> **WHAT TO WORK ON**:
Reproduce every record verbatim but drop the pictures.

> **RECORDS SHOWN**:

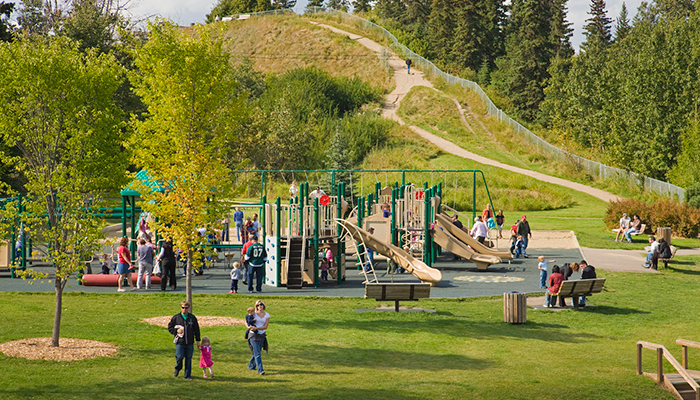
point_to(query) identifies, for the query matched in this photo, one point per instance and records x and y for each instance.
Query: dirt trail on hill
(405, 82)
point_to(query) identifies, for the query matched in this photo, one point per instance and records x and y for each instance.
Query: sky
(186, 12)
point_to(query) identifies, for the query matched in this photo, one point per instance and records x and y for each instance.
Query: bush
(683, 220)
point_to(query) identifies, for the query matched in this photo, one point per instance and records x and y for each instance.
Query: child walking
(235, 277)
(205, 357)
(542, 266)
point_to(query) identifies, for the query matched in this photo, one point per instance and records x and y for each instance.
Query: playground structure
(294, 233)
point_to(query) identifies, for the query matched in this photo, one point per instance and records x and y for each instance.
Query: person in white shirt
(624, 224)
(652, 248)
(479, 230)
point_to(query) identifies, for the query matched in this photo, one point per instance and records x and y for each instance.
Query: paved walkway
(404, 83)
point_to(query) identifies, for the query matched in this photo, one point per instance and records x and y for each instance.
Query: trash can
(665, 233)
(515, 307)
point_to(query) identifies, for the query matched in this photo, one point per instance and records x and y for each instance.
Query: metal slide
(446, 222)
(418, 268)
(450, 243)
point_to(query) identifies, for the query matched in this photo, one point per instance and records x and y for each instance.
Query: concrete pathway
(404, 83)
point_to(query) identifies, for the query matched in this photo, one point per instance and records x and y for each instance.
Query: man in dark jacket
(185, 328)
(587, 272)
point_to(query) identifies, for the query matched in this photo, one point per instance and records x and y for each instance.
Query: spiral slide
(418, 268)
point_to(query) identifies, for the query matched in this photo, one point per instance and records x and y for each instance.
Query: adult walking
(257, 338)
(256, 257)
(523, 230)
(145, 254)
(124, 266)
(185, 328)
(167, 265)
(238, 221)
(479, 230)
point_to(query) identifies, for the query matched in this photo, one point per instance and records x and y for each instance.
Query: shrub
(683, 220)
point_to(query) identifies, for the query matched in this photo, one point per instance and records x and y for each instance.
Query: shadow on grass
(218, 388)
(377, 358)
(461, 328)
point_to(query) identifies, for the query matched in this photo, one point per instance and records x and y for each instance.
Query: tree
(597, 28)
(57, 108)
(622, 24)
(5, 28)
(186, 80)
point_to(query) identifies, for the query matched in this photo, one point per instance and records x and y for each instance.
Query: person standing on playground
(238, 222)
(124, 266)
(500, 220)
(256, 257)
(145, 253)
(257, 339)
(184, 346)
(479, 230)
(523, 229)
(167, 265)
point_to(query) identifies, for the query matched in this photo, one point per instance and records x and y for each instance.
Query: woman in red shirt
(124, 265)
(555, 281)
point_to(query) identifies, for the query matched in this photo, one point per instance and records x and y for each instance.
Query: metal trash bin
(515, 307)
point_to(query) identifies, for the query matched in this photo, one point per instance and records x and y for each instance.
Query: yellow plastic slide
(418, 268)
(450, 243)
(446, 222)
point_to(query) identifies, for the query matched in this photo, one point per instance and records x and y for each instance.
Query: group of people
(628, 227)
(186, 333)
(559, 275)
(658, 248)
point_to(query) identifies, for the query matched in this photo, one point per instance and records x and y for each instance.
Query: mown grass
(321, 348)
(282, 43)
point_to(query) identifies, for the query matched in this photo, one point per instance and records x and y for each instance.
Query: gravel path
(404, 83)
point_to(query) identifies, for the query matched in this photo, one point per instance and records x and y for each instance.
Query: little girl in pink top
(205, 357)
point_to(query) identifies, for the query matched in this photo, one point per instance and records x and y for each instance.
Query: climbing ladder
(684, 383)
(354, 238)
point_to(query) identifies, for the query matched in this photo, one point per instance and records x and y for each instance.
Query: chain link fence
(593, 168)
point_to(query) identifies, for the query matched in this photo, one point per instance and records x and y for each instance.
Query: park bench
(642, 228)
(397, 292)
(666, 260)
(581, 287)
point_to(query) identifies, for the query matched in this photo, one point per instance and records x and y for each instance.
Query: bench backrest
(397, 291)
(581, 287)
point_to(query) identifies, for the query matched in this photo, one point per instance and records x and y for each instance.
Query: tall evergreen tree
(441, 26)
(622, 24)
(522, 72)
(597, 28)
(5, 28)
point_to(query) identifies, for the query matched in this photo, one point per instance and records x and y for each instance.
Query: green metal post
(426, 230)
(394, 192)
(474, 195)
(278, 233)
(123, 216)
(316, 222)
(132, 243)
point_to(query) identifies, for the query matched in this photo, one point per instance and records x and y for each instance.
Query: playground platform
(460, 279)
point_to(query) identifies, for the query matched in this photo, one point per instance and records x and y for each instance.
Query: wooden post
(639, 358)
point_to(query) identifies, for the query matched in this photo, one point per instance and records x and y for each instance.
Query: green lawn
(320, 348)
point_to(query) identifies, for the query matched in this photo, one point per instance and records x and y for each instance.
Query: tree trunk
(189, 279)
(57, 313)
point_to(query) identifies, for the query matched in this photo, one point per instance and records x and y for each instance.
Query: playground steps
(295, 279)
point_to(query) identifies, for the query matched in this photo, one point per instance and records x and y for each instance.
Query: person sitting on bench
(635, 225)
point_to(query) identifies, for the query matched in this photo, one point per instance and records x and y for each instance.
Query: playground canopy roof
(142, 177)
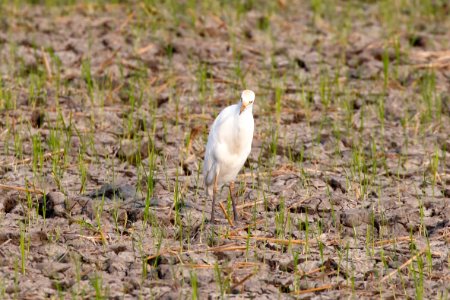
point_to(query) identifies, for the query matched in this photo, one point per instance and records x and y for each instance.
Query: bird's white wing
(209, 165)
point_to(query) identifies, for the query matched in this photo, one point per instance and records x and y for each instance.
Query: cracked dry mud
(106, 108)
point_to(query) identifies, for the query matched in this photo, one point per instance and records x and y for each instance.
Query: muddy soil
(105, 114)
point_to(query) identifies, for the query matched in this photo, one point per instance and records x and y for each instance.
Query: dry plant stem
(242, 281)
(250, 204)
(21, 189)
(27, 160)
(223, 248)
(267, 239)
(233, 201)
(391, 241)
(317, 289)
(214, 198)
(48, 69)
(409, 261)
(226, 214)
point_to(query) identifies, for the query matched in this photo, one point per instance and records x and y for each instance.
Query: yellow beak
(243, 107)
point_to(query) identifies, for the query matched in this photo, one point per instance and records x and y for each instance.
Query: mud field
(105, 111)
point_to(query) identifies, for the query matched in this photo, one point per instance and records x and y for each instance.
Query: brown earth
(106, 109)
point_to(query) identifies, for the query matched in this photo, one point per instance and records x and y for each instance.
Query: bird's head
(247, 99)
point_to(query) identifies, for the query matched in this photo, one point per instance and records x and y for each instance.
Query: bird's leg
(233, 202)
(214, 198)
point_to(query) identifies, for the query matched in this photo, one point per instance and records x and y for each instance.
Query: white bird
(229, 144)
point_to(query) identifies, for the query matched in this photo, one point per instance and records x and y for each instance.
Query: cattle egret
(229, 144)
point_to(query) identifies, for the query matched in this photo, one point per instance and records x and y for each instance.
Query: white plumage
(229, 144)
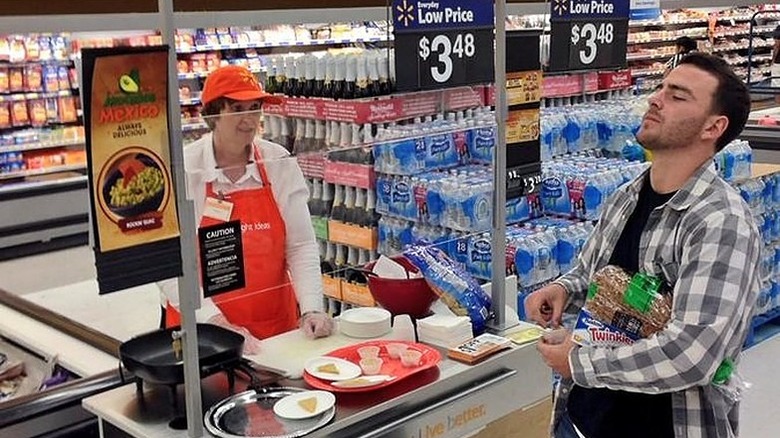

> **ANSWER BOX**:
point_to(query) identifies, for the query matched in this photo, one point per instance and records x and y for each instance.
Query: dirt trail on hill
(405, 82)
point_to(query) identifies, for the query matched in this photo, one point per instance and records x and y for each instance.
Query: sky
(186, 12)
point_to(query) identifies, for the query matched in this photo, one point per instance and records x and y for each instance.
Query: bush
(683, 220)
point_to(query) identifies, for the query matched in this photo, one point per instance and records x and y for each instance.
Query: child walking
(235, 277)
(205, 357)
(542, 266)
point_to(query) identifies, for the query matched in this photo, one point per instance and records x and y for each instance.
Query: playground structure
(294, 233)
point_to(query) identifies, for the query matched in this photo, one point per instance and records x and y for each instance.
Query: person in white shirt
(624, 224)
(652, 248)
(479, 230)
point_to(query) identifies, for the query matched in this photo, one point per instance and records x and y for each instance.
Query: paved walkway
(404, 83)
point_to(query) identifies, for the query matched in this photo, one point per instance and records x and y for each instance.
Query: trash can
(665, 233)
(515, 307)
point_to(query) identifies, for the query matched in this photo, one point per instance and records x and y for each instance.
Query: metal slide
(446, 222)
(418, 268)
(450, 243)
point_to(query) identifies, for the query matched in this photo, one point per instance and records x and y for each instance.
Query: concrete pathway
(404, 83)
point_to(query) identifies, for the query matched in this photo, one point per instance and records x and y for each instance.
Query: man in dark jacket
(185, 328)
(587, 272)
point_to(query) identifies, for the query matched in this photo, one point per instance and records x and y for each instance.
Query: spiral slide
(418, 268)
point_to(query) identifies, for the query matched in this photo, one point per instance and records x and y for each instance.
Query: adult walking
(257, 338)
(256, 257)
(523, 230)
(145, 254)
(124, 266)
(185, 328)
(167, 265)
(238, 221)
(479, 230)
point_to(query) identifies, for the query matched in this photo, one point per instance and records x and y for each instance.
Query: shrub
(683, 220)
point_to(query) identifies, for the query matched in this photo, one point per instance and records x and y for each instance.
Query: shadow on grass
(218, 388)
(377, 358)
(461, 328)
point_to(query) identifies, for the query matched in this photo, one point per instance and records x and y for each instance.
Query: tree
(597, 28)
(57, 108)
(622, 24)
(5, 28)
(186, 80)
point_to(query) identifies, for the query matched in this photo, one point per instance and records x and y for each instance.
Query: person standing on playground
(238, 222)
(124, 266)
(500, 220)
(256, 257)
(145, 253)
(257, 339)
(184, 346)
(479, 230)
(523, 229)
(167, 265)
point_to(query) identifies, for the query matched in this photo, one point per instance and records x and y for each instance.
Query: woman in red shirt
(124, 265)
(555, 281)
point_to(query) identifies, for the query matched in this photo, one point per instance and records x and y for each instance.
Query: metal trash bin
(515, 307)
point_to(query) identifies, for the query matched in this photo, one point per instance and records x and y for each instance.
Query: yellow plastic slide
(418, 268)
(450, 243)
(446, 222)
point_to(query) identifies, for the query matched in this photo, one point per instance and records x and y for each instance.
Query: group of people
(628, 227)
(186, 333)
(559, 275)
(658, 248)
point_to(query) identifies, for the query matched in this photo, one point per instance and records x and y for each instance.
Query: mown grass
(321, 348)
(282, 43)
point_to(query) identifies, for the query matched in this photo, one point per instance and records x and y for each instance.
Query: gravel path
(404, 83)
point_to(query) identifies, for the query matched in this photo, one point per instance and records x and y for each instance.
Query: little girl in pink top
(205, 357)
point_to(query) identifies, for the query matched in this photo, one point per instance and records x and y for each instance.
Query: climbing ladder
(684, 383)
(354, 238)
point_to(query) identifies, for the query matched in this photo, one point per instance and records x and y for each instance.
Query: chain link fence
(593, 168)
point_to(query) identifies, for the query matched in this photo, one point per instance and records x and y for each instance.
Query: park bench
(642, 228)
(397, 292)
(666, 260)
(581, 287)
point_to(query) identifies, for the query matched in this photo, one point per instance and records x and y for each instance.
Query: bench backrest
(397, 291)
(581, 287)
point_to(query) identifies, for the query matched in this photo, one point per instance and records x and y for each instance.
Query: tall evergreen tree
(441, 26)
(622, 24)
(522, 72)
(597, 28)
(5, 28)
point_to(query) identifies, for the query matched in this photo, one point per instance and records x and y for each instance.
Query: green metal post
(426, 230)
(394, 192)
(474, 195)
(278, 233)
(123, 216)
(316, 222)
(132, 243)
point_to(query) identifies, for the query matched in this photo, one point per instance and records x and y for each instance.
Query: playground platform
(460, 279)
point_to(query) identifies, for the query matched in this photo, one point per instance and records x and y for each instance.
Query: wooden post
(639, 358)
point_to(query) identifies, for the query matched in this photo, one point per instance and records x and y for each instance.
Query: green lawn
(320, 348)
point_to(query) identifies, for the query matched in this photo, one point per instance and records x and y for each instance.
Query: tree trunk
(189, 279)
(57, 313)
point_to(query) identifies, for the query matched in this photo, one point per instance and records x and y for each instance.
Query: playground steps
(295, 279)
point_to(query) identifies, for the query matched in this photo, one point per instance and records x and y for each instance.
Query: person sitting on bench
(635, 225)
point_to(query) identifies, for the query matched in this photo, one point per instance and records x and y for each instance.
Query: playground canopy roof
(142, 177)
point_to(query) identifies, for the query matched in this photo, one point per instance and records x and y for each instance.
Query: bird's white wing
(209, 165)
point_to(query) identifies, for the query matched in this photo, one point per instance and records x and y for each instance.
Query: cracked dry mud
(106, 108)
point_to(query) identifies, for the query matched in this photo, one point per instance and records x and y for each instance.
Query: muddy soil
(105, 114)
point_to(query) identifies, for the query matched in this photo, one point per instance and records x and y for each instance.
Query: dry plant stem
(242, 281)
(250, 204)
(21, 189)
(27, 160)
(223, 248)
(267, 239)
(233, 201)
(391, 241)
(317, 289)
(214, 198)
(48, 69)
(409, 261)
(226, 214)
point_to(query) identifies, for the query matched in this photo, one point per instance and records x and y for each instance.
Query: yellow beak
(243, 107)
point_to(query) identifies, for the query matched in this photo, one point per instance and records x and y for each instance.
Query: mud field
(105, 111)
point_to(query) identifies, for the query matched in this photo, one point per instance and records x and y for each instance.
Query: brown earth
(106, 109)
point_to(query) identifies, for the query matched in this photo, one point per instance and records x and y for each instance.
Query: bird's head
(247, 99)
point_to(query) identifies, for the query matched in this photo, one point per instance and records x and y for each instance.
Query: bird's leg
(233, 202)
(214, 198)
point_to(query) identifies, for the query matched in this photo, one point per instance and records x and y for each instance.
Query: white bird
(229, 144)
point_to(query) identifies, for the query matched in this photo, one point per instance and records x and y for each instance.
Query: cattle egret
(229, 144)
point_to(query) identifies, for the query matched in this photo, one point per instance and records x and y for each instance.
Query: white plumage
(229, 144)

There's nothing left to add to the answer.